[SHORT EXERCISE] Return the following lines verbatim, with no changes.

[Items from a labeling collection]
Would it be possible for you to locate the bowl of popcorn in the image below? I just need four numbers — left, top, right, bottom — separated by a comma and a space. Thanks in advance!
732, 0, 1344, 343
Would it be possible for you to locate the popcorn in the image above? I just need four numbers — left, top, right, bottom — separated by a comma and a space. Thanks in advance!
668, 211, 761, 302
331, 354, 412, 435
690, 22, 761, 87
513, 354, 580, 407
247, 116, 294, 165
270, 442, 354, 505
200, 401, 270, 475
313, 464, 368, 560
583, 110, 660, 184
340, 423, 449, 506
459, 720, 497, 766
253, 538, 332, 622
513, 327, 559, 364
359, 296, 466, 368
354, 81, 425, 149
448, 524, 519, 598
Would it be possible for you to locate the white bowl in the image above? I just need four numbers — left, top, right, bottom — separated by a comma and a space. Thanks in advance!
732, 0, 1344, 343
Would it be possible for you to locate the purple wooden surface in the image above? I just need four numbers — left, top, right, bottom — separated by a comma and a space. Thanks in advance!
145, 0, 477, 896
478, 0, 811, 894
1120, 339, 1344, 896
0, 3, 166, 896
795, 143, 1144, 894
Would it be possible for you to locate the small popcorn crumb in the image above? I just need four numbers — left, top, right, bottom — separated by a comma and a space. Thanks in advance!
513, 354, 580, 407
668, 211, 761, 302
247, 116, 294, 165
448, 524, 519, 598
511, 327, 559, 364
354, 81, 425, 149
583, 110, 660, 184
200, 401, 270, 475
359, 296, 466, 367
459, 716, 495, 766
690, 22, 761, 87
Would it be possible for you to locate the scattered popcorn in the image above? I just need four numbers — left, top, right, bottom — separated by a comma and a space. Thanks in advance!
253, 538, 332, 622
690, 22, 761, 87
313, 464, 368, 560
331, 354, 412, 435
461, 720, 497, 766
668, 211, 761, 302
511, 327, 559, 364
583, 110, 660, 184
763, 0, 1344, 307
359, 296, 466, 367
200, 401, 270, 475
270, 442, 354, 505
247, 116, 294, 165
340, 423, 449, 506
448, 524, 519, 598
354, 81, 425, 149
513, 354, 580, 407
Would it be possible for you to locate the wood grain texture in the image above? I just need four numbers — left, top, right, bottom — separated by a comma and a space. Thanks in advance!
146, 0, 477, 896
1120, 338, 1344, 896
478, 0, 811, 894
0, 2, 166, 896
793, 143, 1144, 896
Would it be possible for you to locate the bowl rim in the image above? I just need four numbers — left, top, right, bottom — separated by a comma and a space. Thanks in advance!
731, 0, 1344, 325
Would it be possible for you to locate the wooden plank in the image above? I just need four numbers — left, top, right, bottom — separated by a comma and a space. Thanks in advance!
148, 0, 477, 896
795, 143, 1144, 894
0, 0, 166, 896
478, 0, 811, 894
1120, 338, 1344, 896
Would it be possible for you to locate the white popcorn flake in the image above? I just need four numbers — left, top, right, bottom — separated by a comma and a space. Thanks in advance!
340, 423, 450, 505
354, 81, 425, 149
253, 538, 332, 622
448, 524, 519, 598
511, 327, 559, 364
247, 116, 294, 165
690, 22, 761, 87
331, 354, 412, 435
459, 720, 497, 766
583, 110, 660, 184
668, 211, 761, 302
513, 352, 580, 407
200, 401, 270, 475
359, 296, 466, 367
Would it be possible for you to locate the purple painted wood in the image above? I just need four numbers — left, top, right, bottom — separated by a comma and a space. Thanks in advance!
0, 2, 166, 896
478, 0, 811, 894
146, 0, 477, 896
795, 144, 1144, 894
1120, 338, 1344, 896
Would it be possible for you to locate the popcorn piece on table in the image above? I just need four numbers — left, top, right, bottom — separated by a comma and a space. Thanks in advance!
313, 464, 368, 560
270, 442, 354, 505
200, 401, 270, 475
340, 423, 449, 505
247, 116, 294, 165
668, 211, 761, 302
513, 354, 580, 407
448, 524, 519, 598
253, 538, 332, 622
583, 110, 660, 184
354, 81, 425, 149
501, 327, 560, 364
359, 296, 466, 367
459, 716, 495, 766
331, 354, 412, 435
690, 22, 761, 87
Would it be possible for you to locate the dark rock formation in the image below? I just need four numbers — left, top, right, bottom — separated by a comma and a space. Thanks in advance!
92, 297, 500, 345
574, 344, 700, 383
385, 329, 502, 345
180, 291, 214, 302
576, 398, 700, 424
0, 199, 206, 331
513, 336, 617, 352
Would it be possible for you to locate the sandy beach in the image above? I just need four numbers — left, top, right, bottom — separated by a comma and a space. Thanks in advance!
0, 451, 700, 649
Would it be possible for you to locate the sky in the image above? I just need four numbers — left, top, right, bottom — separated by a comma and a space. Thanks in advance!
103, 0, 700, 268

[ANSWER IN FULL]
Would it be possible for you to locate the bowl of popcorn in the image below? I just need four numbers — left, top, right, bottom — separated by a comma and a space. Thanks in advance!
732, 0, 1344, 343
Would it be possible for you to locate the popcorn in the image above? I just need four numbers — left, top, right, bottom — separated by a comma and a space. Thanks in advance!
668, 211, 761, 302
331, 354, 412, 435
690, 22, 761, 87
513, 354, 580, 407
247, 116, 294, 165
270, 442, 354, 505
200, 401, 270, 475
313, 464, 368, 560
583, 110, 660, 184
340, 423, 449, 506
459, 720, 497, 766
253, 538, 332, 622
513, 327, 559, 364
359, 296, 466, 368
354, 81, 425, 149
448, 524, 519, 598
Would it be possible for you to locate the white bowl in the image above? I just need four numbers — left, top, right, bottom — separated by a comma and a space. Thanks in advance!
732, 0, 1344, 343
Would it be possible for you to locate the purple wooden surface in the image above? I just need four numbers — left, top, right, bottom — separated by a comma and a space. Thanks in advance!
145, 0, 477, 896
478, 0, 811, 894
1120, 339, 1344, 896
0, 3, 166, 896
795, 143, 1144, 894
Would it be possible for you to locate the small popcorn crumb in the image above? I just need four numbers — left, top, right, bottom — separated by a comma and a space. Thanks in advance!
513, 354, 580, 407
668, 211, 761, 302
247, 116, 294, 165
448, 524, 519, 598
511, 327, 559, 364
354, 81, 425, 149
583, 110, 660, 184
200, 401, 270, 475
359, 296, 466, 367
459, 716, 495, 766
690, 22, 761, 87
Would it be possible for you to locate the scattered popcorn in the image above? I just need four numbers — left, top, right, bottom — separated by a comma and a space. Thanks in advance!
253, 538, 332, 622
690, 22, 761, 87
313, 464, 368, 560
331, 354, 412, 435
461, 720, 497, 766
668, 211, 761, 302
511, 327, 559, 364
583, 110, 660, 184
763, 0, 1344, 307
359, 296, 466, 367
200, 401, 270, 475
270, 442, 354, 505
247, 116, 294, 165
340, 423, 449, 506
448, 524, 519, 598
354, 81, 425, 149
513, 354, 580, 407
Would it be possible for you to locate the wood grain texture in the image above? I just need four numbers — left, top, right, bottom — separated by a comma and a space. Thanks in advance!
146, 0, 477, 896
1120, 338, 1344, 896
478, 0, 811, 894
0, 2, 166, 896
793, 143, 1144, 896
Would it be possible for you to locate the bowl rim in the image above? I just need four numbers — left, top, right, bottom — separated by a comma and a space. Thanks in advance!
731, 0, 1344, 325
Would it be possible for you to locate the wooden plank in the image above? I just need four numbers — left, top, right, bottom — separated by a comma and a space. Thanks in advance!
148, 0, 477, 896
795, 143, 1144, 894
0, 0, 166, 896
478, 0, 811, 894
1120, 338, 1344, 896
Would it be possible for you to locate the white popcorn flake in the image above? I just need four numbers — left, top, right, bottom — separated by a comma and a space. Thanks in advance!
340, 423, 450, 505
354, 81, 425, 149
253, 538, 332, 622
448, 524, 519, 598
511, 327, 559, 364
247, 116, 294, 165
690, 22, 761, 87
331, 354, 412, 435
459, 720, 497, 766
583, 110, 660, 184
668, 211, 761, 302
513, 352, 580, 407
200, 401, 270, 475
359, 296, 466, 367
Would it be possible for you to locate the purple painted wood in the image above? I just need four numbers — left, top, right, bottom — separated by a comma and a space. Thanks in advance!
0, 2, 166, 896
478, 0, 811, 894
146, 0, 477, 896
795, 144, 1144, 894
1120, 338, 1344, 896
Would it be possible for you to locate the popcorn piece on table in the image above? I just need four numbers — left, top, right, bottom — separated by a comma and a space. Thanks in advance!
313, 464, 368, 560
270, 442, 354, 505
200, 401, 270, 475
340, 423, 449, 505
247, 116, 294, 165
668, 211, 761, 302
513, 354, 580, 407
448, 524, 519, 598
253, 538, 332, 622
583, 110, 660, 184
354, 81, 425, 149
501, 327, 560, 364
359, 296, 466, 367
459, 716, 495, 766
331, 354, 412, 435
690, 22, 761, 87
Would it be possible for you to locate the dark rock formation in the image below? I just need four numbers — left, top, right, bottom — separated by a comma and a space. Thanks in advance!
92, 297, 500, 345
574, 344, 700, 383
385, 329, 502, 345
180, 291, 214, 302
576, 398, 700, 424
0, 199, 206, 331
513, 336, 617, 352
Would it be possible for you to locate the sandy beach in the image above? I just need four numbers — left, top, right, bottom — separated by a comma and a space. Thanks in advance!
0, 451, 700, 649
Would it be possible for you to locate the sky in the image above? I just need four numbers — left, top, right, bottom — separated by a comma and a space. Thanks in advance!
103, 0, 700, 268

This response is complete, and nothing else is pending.